▶ The exercise:
Copy the part of the data that opens with its first line and closes with the line containing "[[[0,0],[1,120],[86,195],[169,108],[169,14],[168,0]]]", with both ends included. Leave the pictures out of your copy.

[Stored dataset items]
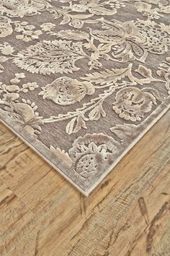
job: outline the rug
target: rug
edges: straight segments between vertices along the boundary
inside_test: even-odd
[[[169,20],[168,0],[0,0],[1,121],[89,195],[169,108]]]

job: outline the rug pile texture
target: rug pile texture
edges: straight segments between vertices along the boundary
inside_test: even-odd
[[[0,0],[1,120],[88,195],[169,108],[169,21],[168,0]]]

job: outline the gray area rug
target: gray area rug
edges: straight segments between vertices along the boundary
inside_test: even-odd
[[[0,0],[1,120],[86,195],[169,108],[169,14],[168,0]]]

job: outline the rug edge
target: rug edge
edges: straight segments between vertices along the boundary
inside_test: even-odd
[[[169,97],[166,100],[170,100]],[[63,176],[68,182],[69,182],[72,185],[74,186],[77,189],[79,189],[83,195],[86,197],[88,197],[94,190],[97,188],[97,187],[100,184],[100,182],[112,171],[112,169],[117,166],[117,164],[122,159],[122,158],[135,146],[135,145],[146,134],[147,132],[150,130],[150,129],[170,109],[170,103],[167,105],[165,102],[162,103],[159,106],[160,107],[160,113],[153,119],[153,120],[147,125],[146,128],[140,134],[133,142],[127,148],[126,150],[125,150],[119,158],[117,158],[117,161],[110,166],[109,168],[105,171],[105,172],[100,176],[99,179],[87,190],[84,190],[81,188],[78,184],[74,183],[66,174],[65,174],[59,167],[55,166],[52,162],[48,160],[45,155],[41,153],[40,151],[37,150],[34,145],[30,144],[26,139],[24,139],[22,135],[19,134],[17,130],[15,130],[13,127],[12,127],[9,124],[6,123],[6,121],[2,119],[0,117],[0,121],[8,127],[14,134],[15,134],[19,138],[20,138],[33,151],[35,151],[38,155],[40,155],[44,161],[45,161],[50,166],[51,166],[55,171],[58,171],[61,176]],[[152,114],[154,111],[152,113]],[[153,116],[149,116],[148,119],[146,119],[145,121],[148,121],[149,119],[153,119]]]

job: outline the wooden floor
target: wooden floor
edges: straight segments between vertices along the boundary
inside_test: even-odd
[[[170,111],[89,197],[2,124],[0,145],[0,255],[170,255]]]

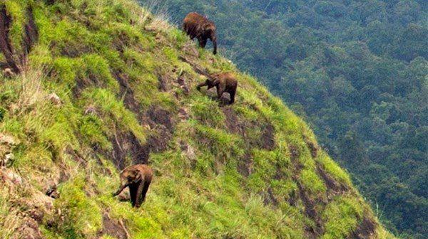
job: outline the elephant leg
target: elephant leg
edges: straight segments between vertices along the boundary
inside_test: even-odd
[[[137,202],[137,185],[132,184],[129,186],[129,194],[131,196],[132,206],[136,206],[136,203]]]
[[[137,208],[139,208],[140,206],[141,206],[141,200],[142,200],[141,194],[143,193],[143,187],[144,187],[144,181],[141,181],[138,184],[138,186],[137,188],[136,197],[136,207],[137,207]]]
[[[205,46],[207,45],[207,39],[204,38],[198,38],[198,41],[199,41],[199,46],[205,48]]]
[[[200,83],[200,84],[196,86],[196,89],[197,89],[198,90],[200,90],[200,87],[203,87],[203,86],[205,86],[205,85],[208,85],[208,84],[207,84],[207,82],[206,82],[206,81],[205,81],[205,82],[203,82],[203,83]]]
[[[121,188],[114,193],[113,193],[113,196],[118,196],[119,194],[121,194],[121,193],[122,192],[122,191],[123,191],[123,189],[125,189],[125,188],[126,188],[128,186],[127,185],[122,185],[121,186]]]
[[[146,201],[146,194],[147,193],[147,191],[148,190],[150,183],[150,181],[147,181],[144,184],[144,188],[143,188],[143,201]]]
[[[225,86],[223,85],[222,84],[219,84],[217,86],[217,97],[218,98],[218,100],[221,99],[221,96],[225,92]]]

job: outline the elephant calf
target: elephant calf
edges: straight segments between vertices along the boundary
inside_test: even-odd
[[[198,85],[196,88],[200,90],[201,87],[205,85],[208,86],[208,90],[213,87],[217,88],[218,99],[221,98],[224,92],[228,92],[230,95],[230,104],[235,102],[238,80],[233,73],[225,73],[210,75],[204,83]]]
[[[139,208],[146,200],[146,193],[153,177],[152,169],[145,164],[130,166],[121,172],[121,187],[113,196],[119,195],[123,189],[129,187],[132,206]]]
[[[190,39],[198,38],[199,46],[205,48],[208,39],[211,40],[214,46],[214,55],[217,54],[217,36],[215,24],[206,17],[192,12],[188,14],[183,22],[183,29],[190,36]]]

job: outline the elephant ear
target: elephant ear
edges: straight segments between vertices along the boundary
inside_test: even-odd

▶ Task solution:
job: outline the rug
target: rug
edges: straight segments between vertices along the boundary
inside_test: even-odd
[[[169,20],[168,0],[0,0],[1,121],[89,195],[169,108]]]

job: outline the rug pile texture
target: rug pile texture
edges: straight segments between vertices along the boundary
inside_test: even-odd
[[[0,0],[1,120],[88,195],[169,108],[169,21],[168,0]]]

job: outline the gray area rug
target: gray area rug
edges: straight segments between vertices along the boundary
inside_test: even-odd
[[[0,0],[1,120],[86,195],[169,108],[169,14],[168,0]]]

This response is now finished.